● Short exercise:
Repeat each entry exactly and drop the pictures.

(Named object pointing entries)

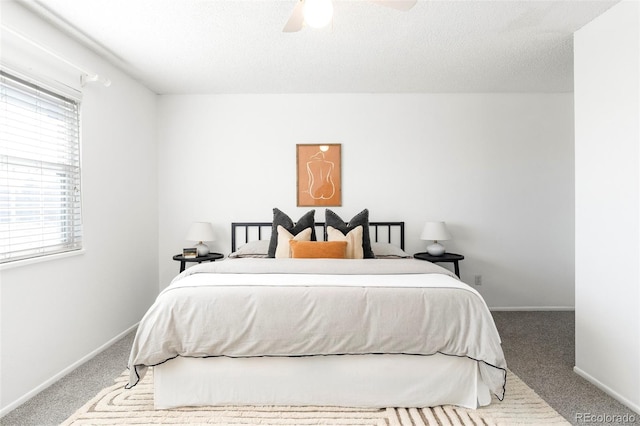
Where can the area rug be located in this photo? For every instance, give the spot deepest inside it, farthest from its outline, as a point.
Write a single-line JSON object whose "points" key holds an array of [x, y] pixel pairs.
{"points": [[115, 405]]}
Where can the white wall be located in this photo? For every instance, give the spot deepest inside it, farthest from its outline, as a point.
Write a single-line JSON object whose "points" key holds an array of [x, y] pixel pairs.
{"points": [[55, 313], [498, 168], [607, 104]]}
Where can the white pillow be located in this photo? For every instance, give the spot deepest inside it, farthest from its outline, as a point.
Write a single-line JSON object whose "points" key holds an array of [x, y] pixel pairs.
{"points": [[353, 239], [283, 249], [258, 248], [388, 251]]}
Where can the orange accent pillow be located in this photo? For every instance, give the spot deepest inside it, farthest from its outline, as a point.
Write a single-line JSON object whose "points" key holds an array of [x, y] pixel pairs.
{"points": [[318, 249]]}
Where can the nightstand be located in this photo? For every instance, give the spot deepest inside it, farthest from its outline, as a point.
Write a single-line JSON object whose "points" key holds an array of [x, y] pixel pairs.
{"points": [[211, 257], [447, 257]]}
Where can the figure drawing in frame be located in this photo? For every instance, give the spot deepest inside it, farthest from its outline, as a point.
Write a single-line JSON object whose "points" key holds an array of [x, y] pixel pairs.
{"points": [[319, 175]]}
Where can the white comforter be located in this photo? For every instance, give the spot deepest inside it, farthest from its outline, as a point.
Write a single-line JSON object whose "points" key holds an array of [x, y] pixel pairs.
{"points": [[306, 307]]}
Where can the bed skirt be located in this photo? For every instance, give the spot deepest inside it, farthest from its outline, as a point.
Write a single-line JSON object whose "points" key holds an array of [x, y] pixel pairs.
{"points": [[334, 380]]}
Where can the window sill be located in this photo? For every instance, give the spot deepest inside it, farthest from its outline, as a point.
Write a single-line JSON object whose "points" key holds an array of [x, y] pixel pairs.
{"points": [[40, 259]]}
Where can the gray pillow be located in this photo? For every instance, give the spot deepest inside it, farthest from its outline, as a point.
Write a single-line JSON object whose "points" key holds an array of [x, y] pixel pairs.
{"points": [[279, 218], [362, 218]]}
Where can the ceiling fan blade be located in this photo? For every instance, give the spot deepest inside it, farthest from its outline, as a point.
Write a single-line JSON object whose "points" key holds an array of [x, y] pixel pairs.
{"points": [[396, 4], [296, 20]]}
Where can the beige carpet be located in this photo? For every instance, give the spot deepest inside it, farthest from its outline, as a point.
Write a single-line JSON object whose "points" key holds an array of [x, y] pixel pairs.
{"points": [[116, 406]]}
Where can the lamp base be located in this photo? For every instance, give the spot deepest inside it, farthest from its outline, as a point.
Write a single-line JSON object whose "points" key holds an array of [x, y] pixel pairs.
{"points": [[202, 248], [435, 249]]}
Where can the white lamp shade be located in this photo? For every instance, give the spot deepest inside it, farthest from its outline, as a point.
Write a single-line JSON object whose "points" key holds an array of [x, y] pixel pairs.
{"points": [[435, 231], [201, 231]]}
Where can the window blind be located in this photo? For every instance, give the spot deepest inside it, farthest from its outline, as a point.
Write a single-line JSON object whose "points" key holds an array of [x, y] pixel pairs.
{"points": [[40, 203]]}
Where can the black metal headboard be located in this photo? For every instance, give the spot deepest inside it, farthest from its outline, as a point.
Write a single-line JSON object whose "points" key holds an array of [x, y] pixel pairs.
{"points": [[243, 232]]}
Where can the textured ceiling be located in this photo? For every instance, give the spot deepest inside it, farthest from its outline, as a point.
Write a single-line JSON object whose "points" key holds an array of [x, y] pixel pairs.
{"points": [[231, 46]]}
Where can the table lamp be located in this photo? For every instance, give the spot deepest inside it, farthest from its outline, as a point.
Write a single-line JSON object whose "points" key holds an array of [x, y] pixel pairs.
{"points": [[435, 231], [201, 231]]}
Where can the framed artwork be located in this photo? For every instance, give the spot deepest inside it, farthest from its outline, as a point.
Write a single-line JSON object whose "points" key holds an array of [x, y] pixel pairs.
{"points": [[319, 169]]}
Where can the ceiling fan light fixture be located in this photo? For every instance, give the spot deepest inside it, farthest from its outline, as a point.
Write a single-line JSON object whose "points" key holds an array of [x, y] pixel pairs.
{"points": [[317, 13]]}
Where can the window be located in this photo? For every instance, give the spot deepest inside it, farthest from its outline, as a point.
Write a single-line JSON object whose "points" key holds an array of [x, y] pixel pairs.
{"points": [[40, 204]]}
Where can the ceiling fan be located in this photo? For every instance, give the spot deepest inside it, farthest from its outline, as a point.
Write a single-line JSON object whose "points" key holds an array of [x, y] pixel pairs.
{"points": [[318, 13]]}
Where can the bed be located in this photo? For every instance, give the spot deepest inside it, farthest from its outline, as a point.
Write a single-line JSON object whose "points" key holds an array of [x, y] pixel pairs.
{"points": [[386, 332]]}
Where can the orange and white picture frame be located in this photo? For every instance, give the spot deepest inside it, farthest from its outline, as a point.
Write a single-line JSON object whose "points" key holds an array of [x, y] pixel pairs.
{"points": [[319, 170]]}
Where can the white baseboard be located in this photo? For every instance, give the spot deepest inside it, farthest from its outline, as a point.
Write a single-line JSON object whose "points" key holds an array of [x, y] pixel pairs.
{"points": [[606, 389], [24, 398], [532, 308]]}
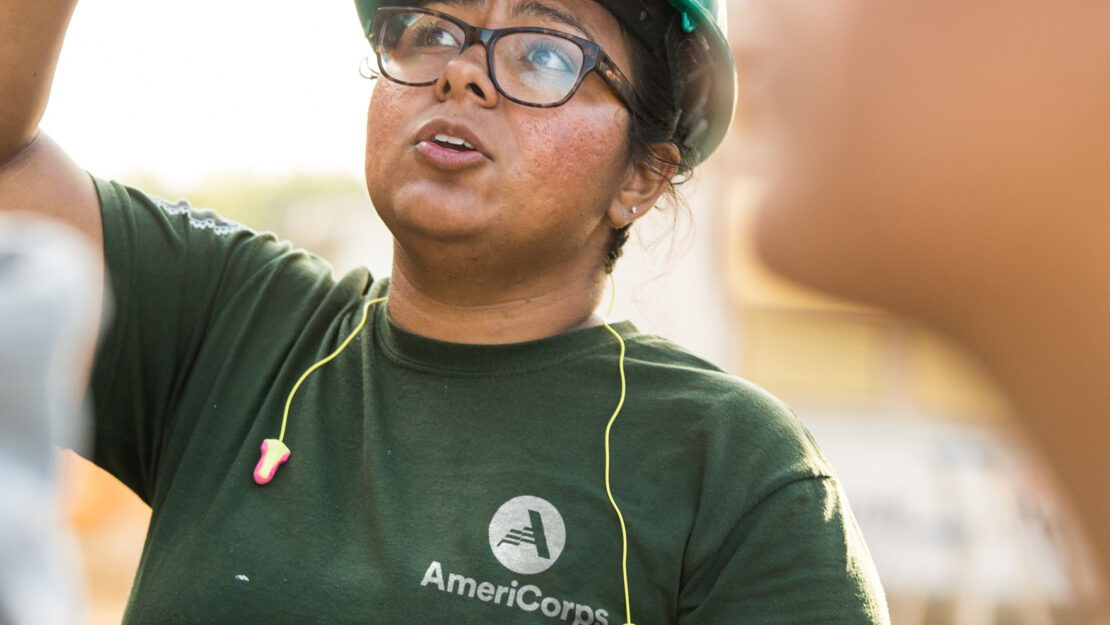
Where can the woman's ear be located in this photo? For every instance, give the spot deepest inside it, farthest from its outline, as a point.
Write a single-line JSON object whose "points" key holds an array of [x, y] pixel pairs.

● Response below:
Where can the area rug be located in this photo? For every instance, give the spot deepest inside it, farthest from its outline, as a point.
Write a single-line JSON object whose "points" key holds an array of [x, y] pixel pairs.
{"points": [[115, 405]]}
Where can the white wall be located in this photo? For every instance, give the spot deepest inside it, farthest from its outline, as a point.
Write a single-line JSON object whose "points" key holds an array of [x, y] pixel pairs.
{"points": [[55, 313], [498, 168], [607, 104]]}
Where can the white pillow be located in this photo? For every instance, give the spot deepest inside it, farthest from its outline, as a point.
Write a single-line JSON object whose "points" key holds an array of [x, y] pixel pairs.
{"points": [[353, 239], [283, 249], [258, 248], [388, 251]]}
Where can the orange accent pillow be located in this photo? For every instance, give the spot deepest inside it, farthest from its outline, as a point.
Write a single-line JSON object whose "points" key holds an array of [x, y] pixel pairs.
{"points": [[318, 249]]}
Where can the nightstand be located in this photo? For every instance, give the spot deepest inside it, farthest from its outline, as a point.
Write a single-line JSON object whose "points" key holds an array of [x, y] pixel pairs.
{"points": [[211, 257], [447, 257]]}
Where can the figure drawing in frame be located in this photo? For every instance, give the spot deepest inside it, farthest from its outline, as a point.
Write a single-line JSON object whose "points" key holds an array of [x, y] pixel pairs.
{"points": [[319, 175]]}
Where can the white comforter be located in this photo? For every instance, give the spot deepest inside it, farthest from its outline, as a point.
Write a single-line JSON object whose "points" key holds an array of [x, y] pixel pairs.
{"points": [[306, 307]]}
Where can the bed skirt be located in this photo? For every instance, give the spot deepest inside it, farthest from its outline, as a point.
Write a single-line JSON object whose "points" key holds an array of [x, y] pixel pairs.
{"points": [[334, 380]]}
Where can the window sill be located in this photo? For every instance, give the spot deepest inside it, farthest from its outline, as a point.
Write a single-line JSON object whose "points" key holds an array of [x, y] pixel pairs.
{"points": [[40, 259]]}
Where can the gray pillow be located in this photo? For every instance, give the spot deepest inside it, farthest from its outline, as a point.
Write a single-line JSON object whose "points" key holds an array of [x, y] pixel pairs.
{"points": [[279, 218], [362, 218]]}
Where can the ceiling fan blade be located in this photo? For every instance, give the spot deepest inside it, farthest from its outline, as a point.
Write a single-line JSON object whose "points" key holds an array of [x, y] pixel pairs.
{"points": [[396, 4], [296, 20]]}
Where can the beige carpet be located in this photo? For every instance, give the spot deepest inside it, farthest from its outline, as a point.
Write a single-line JSON object whose "points" key holds an array of [x, y] pixel pairs.
{"points": [[116, 406]]}
Where can the lamp base be located in this photo? For every instance, give the spot deepest inside it, farthest from its outline, as a point.
Write a single-line JSON object whose "points" key holds an array of [x, y] pixel pairs.
{"points": [[202, 248], [435, 249]]}
Where can the white lamp shade be located in this photo? For every instance, give the spot deepest inside it, farthest from its outline, as a point.
Write a single-line JSON object whose "points" key holds an array of [x, y] pixel pairs.
{"points": [[435, 231], [201, 231]]}
Where can the window blind be located in this photo? For every instance, give the spot deepest inside it, farthest from its outline, as a point.
Write a single-line JSON object whose "points" key holds an array of [x, y] pixel pairs.
{"points": [[40, 203]]}
Where can the black metal headboard be located in this photo? For every instance, give the spot deepest inside it, farthest from its outline, as a point.
Write a single-line JSON object whose "points" key holds an array of [x, y] pixel pairs.
{"points": [[243, 232]]}
Where can the textured ceiling be located in this photo? For every instance, give the spot deepest inside it, farthest from its outline, as a point.
Write a single-line JSON object whose "points" key holds an array of [x, y] pixel pairs.
{"points": [[231, 46]]}
Where can the table lamp be located in this photo? For every instance, give the spot deepest inside it, farthest from its outline, as a point.
Write a single-line JSON object whose "points" key holds an array of [x, y] pixel pairs.
{"points": [[435, 231], [201, 231]]}
Where can the framed artwork be located in this photo? For every instance, give the spot deepest inside it, farthest from its outline, as a point.
Write a single-line JSON object whose "points" key holds an array of [x, y] pixel pairs.
{"points": [[319, 169]]}
Where can the ceiling fan light fixture be located in this photo? For every instance, give the spot deepest inside it, farthest from its outline, as a point.
Write a single-line JSON object whose "points" key holds an array of [x, y] pixel pairs.
{"points": [[317, 13]]}
Where can the window be located in this photo? For every instance, give the spot deepest inside it, farthest from its outline, as a point.
Write a single-line JSON object whose "points" key holds an array of [x, y] pixel pairs.
{"points": [[40, 204]]}
Where can the ceiling fan be located in this photo? For every instance, give the spot deepest inside it, farthest from its outline, as a point.
Write a single-line JSON object whose "points" key holds an array of [x, y] pixel pairs.
{"points": [[318, 13]]}
Where can the bed be located in this photo? For every instance, give the spot deepest inside it, farthest from its outline, as a point.
Write a single-line JSON object whose "points" key holds an array of [x, y] pixel pairs.
{"points": [[386, 332]]}
Where can the orange and white picture frame be located in this photo? For every instance, give the spot deepest inside it, farthest from its outline, as a point.
Write a single-line JSON object whose "points" key holds an array of [x, y] pixel pairs.
{"points": [[319, 170]]}
Where can the white baseboard be located in this photo? For every instance, give the spot deepest inside it, farthest from its outline, as a point.
Write a single-line JSON object whose "points" key holds an array of [x, y] pixel pairs.
{"points": [[606, 389], [24, 398], [532, 308]]}
Where can the woman's ear be located in this photo? For every instance, give the spot deepest inside it, farthest from its outline, as a point.
Write a single-line JSON object whose "points" key holds an array of [x, y] pixel pairs.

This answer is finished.